§ **WHAT IS EXPECTED**
Starting with the line that contains "alpaca fur at", set down each line through the end of the entries below, exactly and with nothing added.
☆ ☆ ☆ ☆ ☆ ☆ ☆
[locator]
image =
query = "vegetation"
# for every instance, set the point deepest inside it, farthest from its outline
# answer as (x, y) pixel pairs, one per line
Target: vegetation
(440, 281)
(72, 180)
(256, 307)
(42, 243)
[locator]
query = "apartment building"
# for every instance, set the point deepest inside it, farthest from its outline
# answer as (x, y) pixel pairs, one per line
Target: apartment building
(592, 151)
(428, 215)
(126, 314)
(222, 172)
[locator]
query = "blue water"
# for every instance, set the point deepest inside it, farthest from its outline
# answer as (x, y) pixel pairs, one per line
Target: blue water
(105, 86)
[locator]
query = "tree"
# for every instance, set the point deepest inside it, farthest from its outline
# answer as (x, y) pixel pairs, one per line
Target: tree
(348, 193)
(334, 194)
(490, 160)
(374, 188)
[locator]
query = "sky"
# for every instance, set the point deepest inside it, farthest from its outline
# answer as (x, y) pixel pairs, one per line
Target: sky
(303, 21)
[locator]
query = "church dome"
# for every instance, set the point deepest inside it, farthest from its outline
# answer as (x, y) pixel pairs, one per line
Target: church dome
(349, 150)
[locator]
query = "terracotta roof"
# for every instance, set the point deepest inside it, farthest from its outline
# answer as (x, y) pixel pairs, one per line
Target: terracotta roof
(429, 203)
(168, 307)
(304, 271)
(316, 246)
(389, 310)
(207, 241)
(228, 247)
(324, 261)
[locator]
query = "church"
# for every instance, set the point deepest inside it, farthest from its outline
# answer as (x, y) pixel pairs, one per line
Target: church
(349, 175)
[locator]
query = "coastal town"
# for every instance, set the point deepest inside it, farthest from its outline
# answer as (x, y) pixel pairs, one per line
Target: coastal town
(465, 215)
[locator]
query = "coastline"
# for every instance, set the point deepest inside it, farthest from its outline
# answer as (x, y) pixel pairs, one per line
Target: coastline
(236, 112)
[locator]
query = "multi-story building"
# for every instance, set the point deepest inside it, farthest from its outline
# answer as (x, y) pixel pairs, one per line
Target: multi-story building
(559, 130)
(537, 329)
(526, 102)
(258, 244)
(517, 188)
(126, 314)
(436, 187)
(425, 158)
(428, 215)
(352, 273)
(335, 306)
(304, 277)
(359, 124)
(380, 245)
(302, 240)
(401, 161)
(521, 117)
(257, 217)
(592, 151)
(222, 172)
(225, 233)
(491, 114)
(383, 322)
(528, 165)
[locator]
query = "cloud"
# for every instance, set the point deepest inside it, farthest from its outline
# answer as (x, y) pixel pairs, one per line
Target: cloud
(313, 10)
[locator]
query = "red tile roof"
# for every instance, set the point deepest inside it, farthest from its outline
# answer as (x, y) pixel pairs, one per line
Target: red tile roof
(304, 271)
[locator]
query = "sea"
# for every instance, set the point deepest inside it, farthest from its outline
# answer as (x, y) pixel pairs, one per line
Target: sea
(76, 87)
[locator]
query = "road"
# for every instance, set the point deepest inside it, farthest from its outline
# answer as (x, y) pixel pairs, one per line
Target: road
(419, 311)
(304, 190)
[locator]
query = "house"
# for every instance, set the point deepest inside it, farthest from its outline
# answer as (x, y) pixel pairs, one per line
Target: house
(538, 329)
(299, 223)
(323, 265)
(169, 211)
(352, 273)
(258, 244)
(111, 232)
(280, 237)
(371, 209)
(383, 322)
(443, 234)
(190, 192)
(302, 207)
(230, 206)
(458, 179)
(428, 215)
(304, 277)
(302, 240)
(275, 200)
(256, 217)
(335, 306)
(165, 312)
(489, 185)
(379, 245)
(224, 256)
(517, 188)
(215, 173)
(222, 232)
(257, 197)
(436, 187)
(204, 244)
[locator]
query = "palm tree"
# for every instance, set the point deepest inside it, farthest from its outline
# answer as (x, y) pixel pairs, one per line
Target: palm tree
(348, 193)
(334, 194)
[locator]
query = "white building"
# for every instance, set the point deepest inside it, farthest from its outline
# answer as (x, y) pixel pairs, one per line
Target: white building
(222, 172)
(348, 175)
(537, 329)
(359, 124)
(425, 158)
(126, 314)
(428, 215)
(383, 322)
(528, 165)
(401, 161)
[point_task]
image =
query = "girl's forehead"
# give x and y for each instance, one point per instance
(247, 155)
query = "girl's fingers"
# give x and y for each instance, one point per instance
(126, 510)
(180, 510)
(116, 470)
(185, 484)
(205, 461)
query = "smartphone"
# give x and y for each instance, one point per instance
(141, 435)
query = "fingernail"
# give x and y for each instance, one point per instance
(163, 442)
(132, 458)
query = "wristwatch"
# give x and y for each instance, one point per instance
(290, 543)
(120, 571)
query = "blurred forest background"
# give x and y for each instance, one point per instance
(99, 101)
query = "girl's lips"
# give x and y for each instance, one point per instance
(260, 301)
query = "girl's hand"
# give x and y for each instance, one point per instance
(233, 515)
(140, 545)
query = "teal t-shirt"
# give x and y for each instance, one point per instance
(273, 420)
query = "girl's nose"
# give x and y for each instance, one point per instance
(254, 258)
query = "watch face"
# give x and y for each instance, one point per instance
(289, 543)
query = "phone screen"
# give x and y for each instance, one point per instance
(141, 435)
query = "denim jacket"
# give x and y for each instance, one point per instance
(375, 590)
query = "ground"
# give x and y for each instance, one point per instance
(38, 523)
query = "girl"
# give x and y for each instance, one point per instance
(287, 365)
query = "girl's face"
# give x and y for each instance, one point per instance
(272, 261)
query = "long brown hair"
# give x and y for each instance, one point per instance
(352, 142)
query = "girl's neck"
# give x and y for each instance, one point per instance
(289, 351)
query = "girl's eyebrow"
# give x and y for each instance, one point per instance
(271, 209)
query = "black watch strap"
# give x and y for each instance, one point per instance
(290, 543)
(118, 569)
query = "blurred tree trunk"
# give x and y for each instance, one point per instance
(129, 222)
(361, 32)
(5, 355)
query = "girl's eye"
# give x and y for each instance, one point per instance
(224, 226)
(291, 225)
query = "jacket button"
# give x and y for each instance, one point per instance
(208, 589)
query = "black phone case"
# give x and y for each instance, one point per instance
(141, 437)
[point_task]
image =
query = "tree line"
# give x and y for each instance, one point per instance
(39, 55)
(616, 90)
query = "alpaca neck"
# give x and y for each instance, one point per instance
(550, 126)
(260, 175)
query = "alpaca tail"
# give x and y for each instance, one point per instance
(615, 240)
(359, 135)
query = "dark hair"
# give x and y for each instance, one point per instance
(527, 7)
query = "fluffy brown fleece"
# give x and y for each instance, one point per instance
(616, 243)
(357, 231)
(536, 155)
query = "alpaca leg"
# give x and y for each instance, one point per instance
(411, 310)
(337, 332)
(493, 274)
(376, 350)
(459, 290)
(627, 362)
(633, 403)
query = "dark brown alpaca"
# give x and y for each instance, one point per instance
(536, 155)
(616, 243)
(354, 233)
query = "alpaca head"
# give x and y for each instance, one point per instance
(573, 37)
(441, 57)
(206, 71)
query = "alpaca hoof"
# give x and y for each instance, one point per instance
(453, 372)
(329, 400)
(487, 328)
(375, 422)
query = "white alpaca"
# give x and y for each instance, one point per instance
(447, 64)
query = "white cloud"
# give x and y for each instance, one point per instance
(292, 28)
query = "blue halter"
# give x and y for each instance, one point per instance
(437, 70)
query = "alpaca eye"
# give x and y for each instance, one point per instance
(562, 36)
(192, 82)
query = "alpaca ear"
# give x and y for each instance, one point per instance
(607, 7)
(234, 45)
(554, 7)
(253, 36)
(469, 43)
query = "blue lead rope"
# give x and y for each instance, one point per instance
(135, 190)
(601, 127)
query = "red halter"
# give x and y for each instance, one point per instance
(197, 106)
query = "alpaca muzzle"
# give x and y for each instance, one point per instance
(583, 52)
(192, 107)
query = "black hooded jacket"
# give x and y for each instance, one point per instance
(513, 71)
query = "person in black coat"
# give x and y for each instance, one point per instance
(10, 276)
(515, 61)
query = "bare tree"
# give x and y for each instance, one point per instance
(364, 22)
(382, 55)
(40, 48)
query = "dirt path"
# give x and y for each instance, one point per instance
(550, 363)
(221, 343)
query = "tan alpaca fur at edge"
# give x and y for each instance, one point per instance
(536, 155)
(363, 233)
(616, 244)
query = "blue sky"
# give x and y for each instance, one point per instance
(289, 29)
☆ ☆ ☆ ☆ ☆ ☆ ☆
§ **RESPONSE TO THE TASK**
query = "tan alpaca fur at edge"
# give x and y for each instance, one point per instance
(536, 155)
(363, 233)
(616, 244)
query = "blue sky"
# give x and y for each instance, one point per instance
(289, 29)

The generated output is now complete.